-------- Materials provided

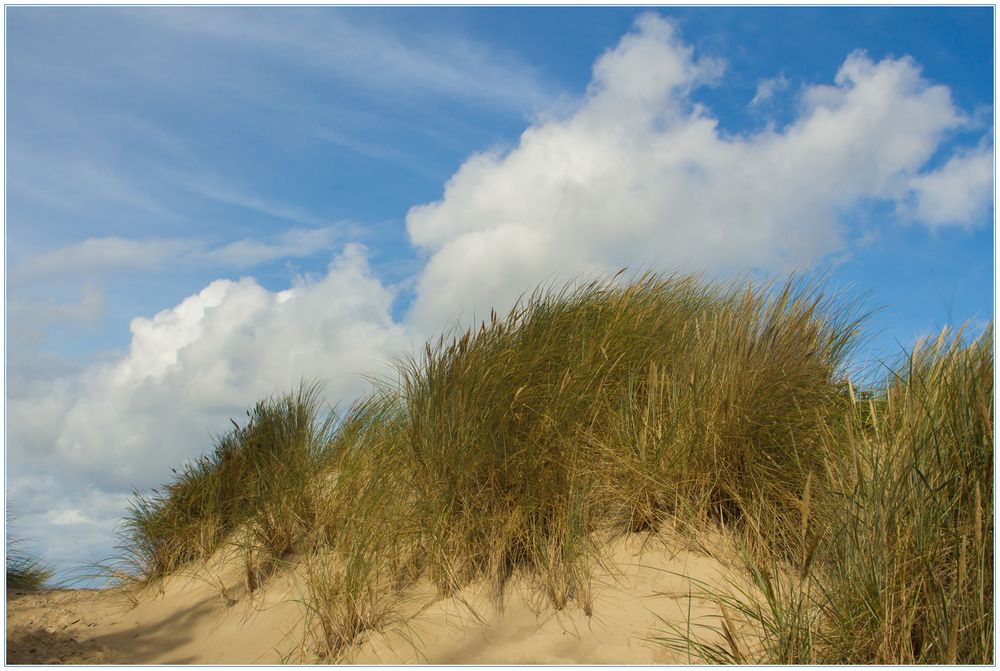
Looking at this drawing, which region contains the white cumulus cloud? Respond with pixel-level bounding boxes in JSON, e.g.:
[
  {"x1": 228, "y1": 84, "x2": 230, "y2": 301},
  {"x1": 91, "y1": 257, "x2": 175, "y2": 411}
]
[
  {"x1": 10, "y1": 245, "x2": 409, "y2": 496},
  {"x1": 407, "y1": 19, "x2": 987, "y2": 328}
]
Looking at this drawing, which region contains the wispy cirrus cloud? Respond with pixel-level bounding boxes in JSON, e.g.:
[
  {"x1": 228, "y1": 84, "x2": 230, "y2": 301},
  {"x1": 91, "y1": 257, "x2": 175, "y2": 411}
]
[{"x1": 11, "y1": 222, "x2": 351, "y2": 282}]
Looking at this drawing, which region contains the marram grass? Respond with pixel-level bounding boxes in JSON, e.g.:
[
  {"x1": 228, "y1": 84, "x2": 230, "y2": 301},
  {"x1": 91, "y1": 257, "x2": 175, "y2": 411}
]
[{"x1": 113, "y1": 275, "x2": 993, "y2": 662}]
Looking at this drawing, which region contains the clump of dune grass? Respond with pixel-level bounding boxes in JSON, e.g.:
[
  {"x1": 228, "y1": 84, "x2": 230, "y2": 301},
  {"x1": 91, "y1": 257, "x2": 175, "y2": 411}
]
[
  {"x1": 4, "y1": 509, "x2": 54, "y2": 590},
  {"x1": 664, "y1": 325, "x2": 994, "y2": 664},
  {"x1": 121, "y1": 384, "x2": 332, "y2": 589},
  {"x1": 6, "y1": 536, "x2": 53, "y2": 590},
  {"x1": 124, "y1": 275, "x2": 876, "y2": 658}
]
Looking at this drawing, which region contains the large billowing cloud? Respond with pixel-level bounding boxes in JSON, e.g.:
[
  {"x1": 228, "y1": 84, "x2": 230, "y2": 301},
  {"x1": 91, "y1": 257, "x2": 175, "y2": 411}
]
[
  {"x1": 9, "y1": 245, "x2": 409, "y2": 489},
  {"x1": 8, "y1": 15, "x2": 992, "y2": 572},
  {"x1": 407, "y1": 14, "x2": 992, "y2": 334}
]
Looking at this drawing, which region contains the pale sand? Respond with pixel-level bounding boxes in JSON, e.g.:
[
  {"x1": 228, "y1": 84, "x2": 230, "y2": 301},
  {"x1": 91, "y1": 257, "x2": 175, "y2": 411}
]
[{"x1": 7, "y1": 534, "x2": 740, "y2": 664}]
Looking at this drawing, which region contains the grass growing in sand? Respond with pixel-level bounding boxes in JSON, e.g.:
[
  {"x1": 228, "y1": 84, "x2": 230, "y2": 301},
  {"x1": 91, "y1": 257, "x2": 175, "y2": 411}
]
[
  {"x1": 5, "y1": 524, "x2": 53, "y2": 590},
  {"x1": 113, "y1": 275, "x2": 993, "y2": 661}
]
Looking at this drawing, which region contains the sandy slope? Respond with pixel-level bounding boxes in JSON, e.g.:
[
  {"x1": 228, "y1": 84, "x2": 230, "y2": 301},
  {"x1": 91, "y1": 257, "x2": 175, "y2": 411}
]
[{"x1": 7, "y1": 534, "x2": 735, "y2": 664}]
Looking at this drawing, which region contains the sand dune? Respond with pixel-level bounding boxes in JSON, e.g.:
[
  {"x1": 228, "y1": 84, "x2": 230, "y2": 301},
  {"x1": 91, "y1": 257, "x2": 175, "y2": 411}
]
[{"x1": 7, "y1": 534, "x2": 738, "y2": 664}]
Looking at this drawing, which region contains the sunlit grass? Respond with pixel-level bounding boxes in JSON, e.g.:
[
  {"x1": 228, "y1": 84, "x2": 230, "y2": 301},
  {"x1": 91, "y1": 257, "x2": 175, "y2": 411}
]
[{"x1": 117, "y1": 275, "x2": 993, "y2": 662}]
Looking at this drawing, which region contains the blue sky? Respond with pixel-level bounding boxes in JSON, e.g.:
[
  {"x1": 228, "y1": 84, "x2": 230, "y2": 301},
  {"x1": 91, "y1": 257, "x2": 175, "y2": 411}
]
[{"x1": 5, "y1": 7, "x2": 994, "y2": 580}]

----------------

## What to produce
Copy out every item above word for word, omitting the picture.

## Solution to this task
Looking at this drawing, which region contains the white cumulus cloud? Respond with pixel-level bounding boxes in JSON, e.g.:
[
  {"x1": 228, "y1": 84, "x2": 230, "y2": 301},
  {"x1": 91, "y1": 257, "x2": 175, "y2": 411}
]
[
  {"x1": 10, "y1": 245, "x2": 409, "y2": 496},
  {"x1": 407, "y1": 19, "x2": 987, "y2": 328}
]
Looking at this drawing, which region contains the wispy cirrus cloud? Respond with pixel-level bounding boxes in JSON, e.g.:
[
  {"x1": 228, "y1": 84, "x2": 230, "y2": 301},
  {"x1": 91, "y1": 257, "x2": 175, "y2": 411}
]
[{"x1": 11, "y1": 222, "x2": 351, "y2": 282}]
Looking at this drawing, which region contains the marram grass? Respond with pixel-level bounding boxes in JSON, e.g.:
[
  {"x1": 228, "y1": 84, "x2": 230, "y2": 301},
  {"x1": 91, "y1": 257, "x2": 175, "y2": 411}
]
[{"x1": 113, "y1": 275, "x2": 993, "y2": 662}]
Looking at this drawing, which region contains the clump of dune grass? Respond with pixel-level bounding boxes in JSON, e.g.:
[
  {"x1": 228, "y1": 84, "x2": 230, "y2": 301},
  {"x1": 91, "y1": 257, "x2": 175, "y2": 411}
]
[
  {"x1": 4, "y1": 509, "x2": 54, "y2": 590},
  {"x1": 664, "y1": 325, "x2": 994, "y2": 664},
  {"x1": 121, "y1": 384, "x2": 332, "y2": 589},
  {"x1": 6, "y1": 536, "x2": 53, "y2": 590},
  {"x1": 124, "y1": 275, "x2": 876, "y2": 658}
]
Looking at this drawing, which region contains the large billowing cloud? Respond with pixel-level bounding boxes in JSON, e.g.:
[
  {"x1": 228, "y1": 84, "x2": 230, "y2": 301},
  {"x1": 91, "y1": 257, "x2": 175, "y2": 411}
]
[
  {"x1": 9, "y1": 245, "x2": 409, "y2": 489},
  {"x1": 8, "y1": 15, "x2": 992, "y2": 572},
  {"x1": 407, "y1": 14, "x2": 992, "y2": 334}
]
Looking at this drawing, which region contains the pale sand? Respond with pixel-level bounding boxes in JSON, e.g.:
[
  {"x1": 228, "y1": 84, "x2": 230, "y2": 301},
  {"x1": 91, "y1": 257, "x2": 175, "y2": 411}
]
[{"x1": 7, "y1": 534, "x2": 740, "y2": 664}]
Looking at this drawing, which region contains the grass growing in sand? Respond with pixel-level bounding boxes in JSON, e.g.:
[
  {"x1": 228, "y1": 84, "x2": 230, "y2": 301},
  {"x1": 91, "y1": 257, "x2": 175, "y2": 411}
]
[
  {"x1": 5, "y1": 524, "x2": 53, "y2": 590},
  {"x1": 113, "y1": 275, "x2": 993, "y2": 661}
]
Looking at this drawing, which region contains the sandy slope? Respond with pixel-level bounding boxes in JSON, e.g.:
[
  {"x1": 228, "y1": 84, "x2": 230, "y2": 301},
  {"x1": 91, "y1": 257, "x2": 175, "y2": 411}
]
[{"x1": 7, "y1": 534, "x2": 735, "y2": 664}]
Looking at this drawing, which region contains the sand dune? Respond with pixel-level bounding boxes in JSON, e.g.:
[
  {"x1": 228, "y1": 84, "x2": 230, "y2": 301},
  {"x1": 91, "y1": 257, "x2": 175, "y2": 411}
]
[{"x1": 7, "y1": 534, "x2": 738, "y2": 664}]
Looking at this drawing, which region contains the sunlit grass? Respond with pixel-level bounding boxes in JSON, e.g.:
[
  {"x1": 228, "y1": 84, "x2": 230, "y2": 301},
  {"x1": 91, "y1": 257, "x2": 175, "y2": 411}
]
[{"x1": 117, "y1": 275, "x2": 993, "y2": 662}]
Looking at this drawing, which region contains the blue sky? Respond with pixel-level bounding boxes in JSON, e.g.:
[
  {"x1": 228, "y1": 84, "x2": 230, "y2": 301},
  {"x1": 91, "y1": 257, "x2": 175, "y2": 411}
]
[{"x1": 5, "y1": 7, "x2": 994, "y2": 580}]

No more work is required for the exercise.